The resource hypothesis alone cannot explain the trajectories of ichthyosaur diversity and disparity through time, nor the profound, but non-terminal, extinction suffered by ichthyosaurs at the beginning of the Cenomanian. However, it remains compatible with our results, because the ecological diversity of ichthyosaurs was strongly reduced after the earliest Cenomanian. Nevertheless, the last ichthyosaurs closely resemble taxa belonging to the apex predator guild, which probably relied on diverse food resources13, rather than focussing almost exclusively on belemnites as previously thought10. In sum, both the long-term competition with selected marine predator clades and the diversity drop in belemnites cannot satisfactorily explain the breadth and tempo of the extinction of ichthyosaurs, even if these factors may have had a local importance.
Our data depict a congruent picture of Cretaceous ichthyosaurs as being highly diverse but slowly evolving. Their slow rates of origination and phenotypic evolution combined with climatic volatility-forced extinction rates to erode their high Early Cretaceous diversity, as indicated by both observed and phylogeny-adjusted taxon counts (Figs 2 and 4), and despite continued sampling of the continental regions yielding Early Cretaceous ichthyosaur fossils (Fig. 3). An apparent reduction of ichthyosaur disparity during the Aptian might be the result of poor fossil-record sampling, and could be an artefact of the absence of ophthalmosaurine specimens complete enough to be included in our data set (Fig. 2, see the ‘Results’ section). By contrast, inclusion of Cenomanian taxa is more representative because all the major clades that were present can be coded in the phylogeny. A major extinction event took place during the earliest Cenomanian, when a substantial part of ichthyosaur diversity vanished, eliminating Ophthalmosaurinae and most of the ecological diversity that was present in the late Early Cretaceous. Following this event, ichthyosaurs had low diversity (Figs 2 and 4), low abundance (Fig. 3) and an extremely restricted morphospace occupation (Supplementary Fig. 15), representing only a single ecological guild (apex predators), despite the presence of several ichthyosaur specimens and, more generally, good sampling indicators (Figs 1 and 3). This previously unrecognized event presumably contributed to their extinction risk and ultimate extinction during the latest Cenomanian. Adding the Cenomanian–Turonian bins has a strong effect on the results of the correlation tests. This effect suggests that Cenomanian diversity losses cannot be explained under the same paradigm as more typical ‘background’ diversity fluctuations. Interestingly, climate volatility, characterized by ∂18O variance, is regarded as the best explanation for the per-lineage extinction rate of Cretaceous ichthyosaurs when the full data set is considered (Supplementary Tables 17–19). This finding highlights the potential of using the variances of environmental parameters, instead of bin-averaged mean values, in understanding diversity dynamics.

■ AVAILABLE DATA:
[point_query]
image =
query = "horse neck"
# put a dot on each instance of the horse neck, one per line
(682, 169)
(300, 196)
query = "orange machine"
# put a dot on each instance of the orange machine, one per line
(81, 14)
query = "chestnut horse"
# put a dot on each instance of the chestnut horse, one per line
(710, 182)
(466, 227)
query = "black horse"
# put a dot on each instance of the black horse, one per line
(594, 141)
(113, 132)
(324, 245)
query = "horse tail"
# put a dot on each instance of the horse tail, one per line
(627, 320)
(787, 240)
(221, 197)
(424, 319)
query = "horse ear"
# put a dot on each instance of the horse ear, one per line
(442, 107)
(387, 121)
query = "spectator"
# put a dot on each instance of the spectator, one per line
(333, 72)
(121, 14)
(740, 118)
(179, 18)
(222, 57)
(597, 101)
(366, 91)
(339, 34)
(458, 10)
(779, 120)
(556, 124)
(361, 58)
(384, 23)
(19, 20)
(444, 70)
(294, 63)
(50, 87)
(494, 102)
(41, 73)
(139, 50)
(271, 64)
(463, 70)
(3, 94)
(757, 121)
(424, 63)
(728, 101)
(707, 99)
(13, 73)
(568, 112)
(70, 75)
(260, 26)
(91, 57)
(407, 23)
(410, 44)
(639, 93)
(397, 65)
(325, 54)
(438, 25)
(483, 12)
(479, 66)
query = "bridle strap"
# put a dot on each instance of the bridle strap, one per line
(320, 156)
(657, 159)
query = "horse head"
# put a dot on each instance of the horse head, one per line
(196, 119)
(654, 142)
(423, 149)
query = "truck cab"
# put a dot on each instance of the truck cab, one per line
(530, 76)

--

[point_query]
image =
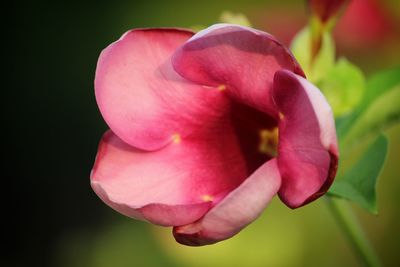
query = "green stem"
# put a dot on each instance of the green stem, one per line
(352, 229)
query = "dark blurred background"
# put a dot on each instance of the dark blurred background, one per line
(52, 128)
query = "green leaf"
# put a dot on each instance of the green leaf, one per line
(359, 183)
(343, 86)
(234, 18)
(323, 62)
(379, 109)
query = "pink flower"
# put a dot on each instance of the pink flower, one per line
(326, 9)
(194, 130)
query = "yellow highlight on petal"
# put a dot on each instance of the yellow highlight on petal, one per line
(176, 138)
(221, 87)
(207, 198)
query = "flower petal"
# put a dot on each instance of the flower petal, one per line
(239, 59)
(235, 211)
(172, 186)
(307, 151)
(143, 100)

* * *

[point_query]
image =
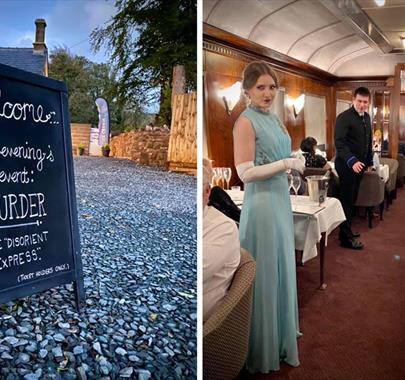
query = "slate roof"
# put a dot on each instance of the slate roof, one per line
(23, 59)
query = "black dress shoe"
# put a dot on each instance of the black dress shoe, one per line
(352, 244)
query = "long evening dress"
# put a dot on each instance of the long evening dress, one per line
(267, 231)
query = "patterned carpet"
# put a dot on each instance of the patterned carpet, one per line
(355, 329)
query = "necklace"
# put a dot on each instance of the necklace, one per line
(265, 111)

■ ABOUT THIS EXERCISE:
Continue the passage above on the extinction of Cretaceous ichthyosaurs.

■ RESPONSE FOR THIS EXERCISE:
The extinction of ichthyosaurs did not happen in an ecological vacuum. It has long been recognized that the Cenomanian and the Cenomanian–Turonian boundary represents a peculiar period representing the apex of numerous climatic and oceanic perturbations, with no polar ice, extremely high sea levels, unique sedimentation, strong anoxia and very high temperature and pCO2 (for example, see refs 37, 38, 39, 40). There is evidence for profound global environmental volatility within the Cenomanian, the most notable being the ‘mid-Cenomanian events’, involving sea level fall and perturbations of geochemical cycles (for example, see refs 41, 42). As a parallel to these profound environmental events, myriad biotic turnover events occurred at the beginning, within and at the end of the Cenomanian. Most trophic levels in marine ecosystems underwent profound changes before the Cenomanian–Turonian boundary extinction; step-like declines spread over the Cenomanian are not unique to ichthyosaurs and are actually recorded in microplankton43,44, ammonites45,46,47, belemnites48 and reef builders49,50. Simultaneously, a number of marine clades underwent explosive radiations and rose to ecological dominance during the Cenomanian, including hippuritoid bivalves49,50, euteleost fishes51,52, elasmobranch chondrichthyans53 and marine squamates, including early mosasauroids33. As such, the abrupt yet staggered extinction of ichthyosaurs thus appears as just a facet of a much broader series of biotic events that are clustered in the Cenomanian stage and ending with Cenomanian–Turonian boundary extinction. Evidence from ichthyosaurs supports a growing body of evidence33,47,52 revealing that a major, global change-driven turnover profoundly reorganized marine ecosystems during the Cenomanian to give rise to the highly peculiar and geologically brief Late Cretaceous marine world.
Methods
Material examined
Analyses are based upon a survey of literature and museum collections, including a reassessment of Cenomanian material from UK (Grey Chalk Subgroup) and description of novel remains from the Albian–Cenomanian of Russia (see Supplementary Methods and Supplementary Figs 16–18). An updated systematic framework for Cretaceous ichthyosaurs and a review of Cenomanian ichthyosaur occurrences are proposed (see Supplementary Methods). We use this updated taxonomic scheme to investigate the phylogeny and diversity of ichthyosaurs through the Late Triassic–early Late Cretaceous.
Because of the wide scope of our analysis, a large number of data, results and references of primary importance for specialists is placed in the Supplementary Methods because of space constrains. We consider these data crucial for building our conclusions and we will take all possible ways to ensure the widest possible dissemination of these data.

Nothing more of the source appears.